## Start Page extract
I thank the authors for the clarifications.
Most of my concerns are addressed, and I think this is essentially a good work. However, I am still concerned about the contribution and I think this is also a big cencern for other reviewers. Thus I suggest the author clearly list the unique theoretical contribution in the manuscript to help the reviewers to identify.
Therefore, I will increase my score to 5.
We thank the reviewer for their suggestions and feedback. We reply to individual comments below with references to new uploaded material in parts.
Summary: This paper proposes a multi-view feature fusion strategy that employs object-centric priors to eliminate uninformative views based on semantic information, and fuse features at object-level via instance segmentation masks.
## End Page extract
## Start Items
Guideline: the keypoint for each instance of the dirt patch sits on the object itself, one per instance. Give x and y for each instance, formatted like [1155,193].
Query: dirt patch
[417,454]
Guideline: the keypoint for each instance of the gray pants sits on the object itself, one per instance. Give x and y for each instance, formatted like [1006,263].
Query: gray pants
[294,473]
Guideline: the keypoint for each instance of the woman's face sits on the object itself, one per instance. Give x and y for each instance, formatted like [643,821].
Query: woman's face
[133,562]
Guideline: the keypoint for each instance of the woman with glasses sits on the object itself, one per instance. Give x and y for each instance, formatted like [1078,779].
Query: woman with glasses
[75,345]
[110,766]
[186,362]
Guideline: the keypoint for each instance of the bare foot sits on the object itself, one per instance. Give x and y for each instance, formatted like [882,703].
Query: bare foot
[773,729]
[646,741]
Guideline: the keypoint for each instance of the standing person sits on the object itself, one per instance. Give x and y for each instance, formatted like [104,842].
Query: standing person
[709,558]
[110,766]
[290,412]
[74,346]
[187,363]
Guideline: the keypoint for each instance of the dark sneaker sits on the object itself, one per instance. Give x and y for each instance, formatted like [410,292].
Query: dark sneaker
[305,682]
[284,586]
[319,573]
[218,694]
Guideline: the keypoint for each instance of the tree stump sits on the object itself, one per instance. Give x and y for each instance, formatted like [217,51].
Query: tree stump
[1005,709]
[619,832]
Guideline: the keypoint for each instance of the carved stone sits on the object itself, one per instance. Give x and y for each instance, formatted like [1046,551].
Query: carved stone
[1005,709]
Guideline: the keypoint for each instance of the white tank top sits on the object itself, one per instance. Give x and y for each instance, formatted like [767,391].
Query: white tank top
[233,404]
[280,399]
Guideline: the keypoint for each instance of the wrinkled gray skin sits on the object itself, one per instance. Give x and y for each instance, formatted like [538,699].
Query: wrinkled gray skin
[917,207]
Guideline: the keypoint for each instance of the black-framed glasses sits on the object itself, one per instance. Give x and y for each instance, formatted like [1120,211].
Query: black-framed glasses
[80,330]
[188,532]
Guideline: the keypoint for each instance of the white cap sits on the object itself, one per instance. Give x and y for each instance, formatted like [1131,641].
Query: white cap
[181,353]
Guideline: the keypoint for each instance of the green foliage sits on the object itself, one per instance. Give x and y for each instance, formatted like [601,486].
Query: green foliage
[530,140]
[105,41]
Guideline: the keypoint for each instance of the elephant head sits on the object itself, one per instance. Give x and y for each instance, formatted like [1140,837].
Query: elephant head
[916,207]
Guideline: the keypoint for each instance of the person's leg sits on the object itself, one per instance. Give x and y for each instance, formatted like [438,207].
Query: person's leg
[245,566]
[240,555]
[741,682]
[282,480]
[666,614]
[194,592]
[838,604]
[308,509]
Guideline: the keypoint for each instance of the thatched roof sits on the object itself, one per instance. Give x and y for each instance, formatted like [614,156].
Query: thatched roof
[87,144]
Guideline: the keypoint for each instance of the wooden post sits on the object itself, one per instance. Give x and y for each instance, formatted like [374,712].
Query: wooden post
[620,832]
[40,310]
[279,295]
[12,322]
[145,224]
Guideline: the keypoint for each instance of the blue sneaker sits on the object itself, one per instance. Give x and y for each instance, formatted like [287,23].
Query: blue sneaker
## End Items
▶ Work to do: Carry on the review discussion of the multi-view feature fusion paper, picking up right after its final sentence.

▶ Expected output:
We believe that the reviewer’s summary significantly under-represents our paper’s contributions. The quoted sentence describes only our contribution regarding the multi-view feature fusion strategy (i.e. object-centric priors), which was done to improve the quality of target features to-be-distilled, but fails to acknowledge the contributions of the distillation itself. As we highlight throughout our Introduction and Conclusion sections, our work provides:
- MV-TOD, a synthetic dataset with dense multi-view images, cluttered tabletop scenes from 3.3k objects and mask / grasp / semantic annotations. As we motivate in Sec.2, there is no other dataset in literature that provides all such utilities in tandem. The dense multi-view asset is essential for 2D->3D feature distillation frameworks in environments other than rooms with furniture (e.g. ScanRefer, ReferIt-3D – see Sec.2) and was previously missing.
- After we extract 3D features with our object-centric priors (as the reviewer summarizes), we use our dataset to distill them with a point-cloud encoder that works from single-view, without needing test-time segmentors and offering real-time performance (i.e. DROP-CLIP).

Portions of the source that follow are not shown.